__Stated task__: Rewrite the part that opens with the line containing "Can you see the rubble" and closes with the line containing "column 356, row 259", replacing "Drop" with "Place" and changing nothing else. Give back only those lines.

__Data excerpts__:
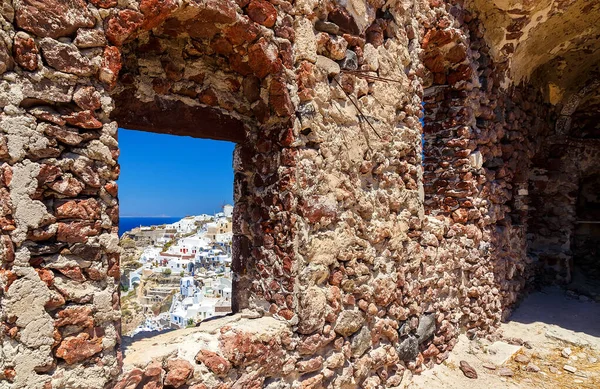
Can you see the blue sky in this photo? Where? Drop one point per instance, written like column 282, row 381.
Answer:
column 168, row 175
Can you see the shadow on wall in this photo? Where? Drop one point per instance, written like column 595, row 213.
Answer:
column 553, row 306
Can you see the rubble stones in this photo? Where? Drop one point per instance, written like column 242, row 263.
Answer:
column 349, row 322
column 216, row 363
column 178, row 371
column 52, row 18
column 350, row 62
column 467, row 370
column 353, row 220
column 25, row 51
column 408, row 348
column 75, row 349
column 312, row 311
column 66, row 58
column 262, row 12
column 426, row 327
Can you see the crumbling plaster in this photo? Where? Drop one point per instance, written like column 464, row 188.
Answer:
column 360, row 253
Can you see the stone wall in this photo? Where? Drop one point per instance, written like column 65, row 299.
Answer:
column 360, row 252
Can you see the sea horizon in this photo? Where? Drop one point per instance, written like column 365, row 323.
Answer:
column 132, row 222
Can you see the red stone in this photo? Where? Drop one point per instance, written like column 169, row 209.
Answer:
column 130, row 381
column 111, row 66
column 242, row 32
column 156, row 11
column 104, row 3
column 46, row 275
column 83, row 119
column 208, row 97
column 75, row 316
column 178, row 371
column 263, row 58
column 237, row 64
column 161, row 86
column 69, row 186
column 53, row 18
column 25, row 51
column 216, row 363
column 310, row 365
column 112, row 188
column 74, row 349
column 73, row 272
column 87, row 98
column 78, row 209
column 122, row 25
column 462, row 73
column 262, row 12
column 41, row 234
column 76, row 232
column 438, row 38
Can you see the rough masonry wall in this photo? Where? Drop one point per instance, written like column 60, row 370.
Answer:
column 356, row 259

--

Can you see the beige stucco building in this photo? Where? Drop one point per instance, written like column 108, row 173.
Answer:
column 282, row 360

---

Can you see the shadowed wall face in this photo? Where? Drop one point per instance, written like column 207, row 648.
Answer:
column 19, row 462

__Result of the task__:
Can you see the rubble stones in this photo? Where? Place one point per instance, written like column 242, row 263.
Answer:
column 349, row 322
column 216, row 363
column 178, row 371
column 52, row 18
column 350, row 62
column 467, row 370
column 353, row 220
column 25, row 51
column 408, row 348
column 75, row 349
column 312, row 311
column 66, row 58
column 262, row 12
column 426, row 327
Can you see the crumbling plaster in this photo? Where? Place one point per instance, written like column 464, row 188.
Answer:
column 360, row 253
Can you see the stone wall in this photo? Where? Place one point per instance, written like column 65, row 299.
Answer:
column 360, row 252
Can you see the sea horizon in this photo? Where? Place one point per instance, written like column 365, row 323.
Answer:
column 132, row 222
Can you see the red stone in this photo? Where? Place one point per instance, written like column 169, row 209.
Answer:
column 130, row 381
column 111, row 66
column 242, row 32
column 156, row 11
column 104, row 3
column 46, row 275
column 83, row 119
column 208, row 97
column 75, row 316
column 178, row 371
column 263, row 58
column 237, row 64
column 161, row 86
column 69, row 186
column 53, row 18
column 25, row 51
column 216, row 363
column 310, row 365
column 112, row 188
column 74, row 349
column 73, row 272
column 87, row 98
column 78, row 209
column 122, row 25
column 462, row 73
column 262, row 12
column 41, row 234
column 76, row 232
column 438, row 38
Can you see the rough masonry wall in this photo? Where? Place one point per instance, written like column 60, row 370.
Answer:
column 356, row 259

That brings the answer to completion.